▼

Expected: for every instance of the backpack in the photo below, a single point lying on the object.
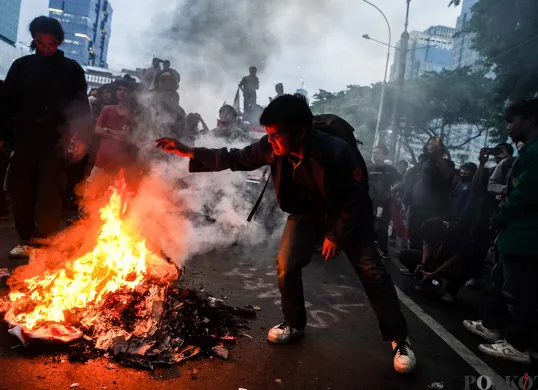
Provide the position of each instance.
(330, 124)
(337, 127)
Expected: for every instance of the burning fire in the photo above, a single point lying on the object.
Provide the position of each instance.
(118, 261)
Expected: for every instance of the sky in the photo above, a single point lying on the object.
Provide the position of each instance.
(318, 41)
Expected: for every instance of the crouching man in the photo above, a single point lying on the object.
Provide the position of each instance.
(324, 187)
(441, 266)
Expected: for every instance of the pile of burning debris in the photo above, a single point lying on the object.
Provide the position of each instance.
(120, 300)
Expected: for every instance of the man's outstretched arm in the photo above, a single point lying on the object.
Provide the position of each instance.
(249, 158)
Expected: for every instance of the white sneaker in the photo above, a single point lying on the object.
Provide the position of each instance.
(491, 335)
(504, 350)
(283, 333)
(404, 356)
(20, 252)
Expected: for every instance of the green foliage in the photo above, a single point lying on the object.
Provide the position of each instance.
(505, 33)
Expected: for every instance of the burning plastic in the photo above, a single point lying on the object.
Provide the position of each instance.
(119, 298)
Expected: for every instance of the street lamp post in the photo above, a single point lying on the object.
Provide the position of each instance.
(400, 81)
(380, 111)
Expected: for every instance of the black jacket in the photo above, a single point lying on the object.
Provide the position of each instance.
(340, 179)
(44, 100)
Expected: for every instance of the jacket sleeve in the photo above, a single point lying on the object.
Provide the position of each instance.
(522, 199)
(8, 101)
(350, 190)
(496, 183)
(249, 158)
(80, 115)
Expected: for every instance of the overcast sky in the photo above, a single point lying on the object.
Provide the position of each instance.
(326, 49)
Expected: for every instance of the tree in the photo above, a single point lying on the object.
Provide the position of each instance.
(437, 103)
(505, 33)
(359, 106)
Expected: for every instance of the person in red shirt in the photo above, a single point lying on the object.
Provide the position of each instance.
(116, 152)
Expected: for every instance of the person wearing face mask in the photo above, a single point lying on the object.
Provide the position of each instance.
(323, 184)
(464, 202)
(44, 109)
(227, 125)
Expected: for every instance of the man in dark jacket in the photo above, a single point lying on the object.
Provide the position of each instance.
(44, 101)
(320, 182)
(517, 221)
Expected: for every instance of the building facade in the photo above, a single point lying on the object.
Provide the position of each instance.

▲
▼

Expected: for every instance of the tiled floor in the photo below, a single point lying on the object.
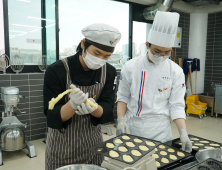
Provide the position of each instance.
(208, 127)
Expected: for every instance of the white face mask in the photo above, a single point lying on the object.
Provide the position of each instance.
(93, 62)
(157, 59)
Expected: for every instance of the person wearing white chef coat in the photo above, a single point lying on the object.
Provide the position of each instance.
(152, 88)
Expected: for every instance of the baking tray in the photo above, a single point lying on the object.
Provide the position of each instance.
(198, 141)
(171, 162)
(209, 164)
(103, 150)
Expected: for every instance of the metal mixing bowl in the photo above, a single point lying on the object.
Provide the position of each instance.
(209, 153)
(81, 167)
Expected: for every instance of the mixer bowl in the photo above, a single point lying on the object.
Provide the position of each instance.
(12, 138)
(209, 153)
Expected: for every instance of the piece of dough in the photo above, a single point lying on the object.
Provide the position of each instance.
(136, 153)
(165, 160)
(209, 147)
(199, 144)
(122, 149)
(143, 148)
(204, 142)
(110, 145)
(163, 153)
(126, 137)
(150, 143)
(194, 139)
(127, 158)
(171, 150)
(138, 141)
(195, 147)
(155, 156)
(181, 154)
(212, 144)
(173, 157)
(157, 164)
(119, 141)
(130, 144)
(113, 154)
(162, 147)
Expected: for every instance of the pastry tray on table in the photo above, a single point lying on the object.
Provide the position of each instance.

▲

■ Ihre Aufgabe:
Suchen Sie in den Datensätzen alle Zeilen, in denen das Wort „jacket“ vorkommt, und schreiben Sie diese Zeilen vollständig ab.

■ Lösung:
Expected: for every instance of the black jacket in the photo above, a single point lying on the object.
Expected: for every instance of the jacket sleeve in the photo above, a single point lying on the object.
Expected: for every instance of the man in dark jacket in the photo above, a single point lying on the object.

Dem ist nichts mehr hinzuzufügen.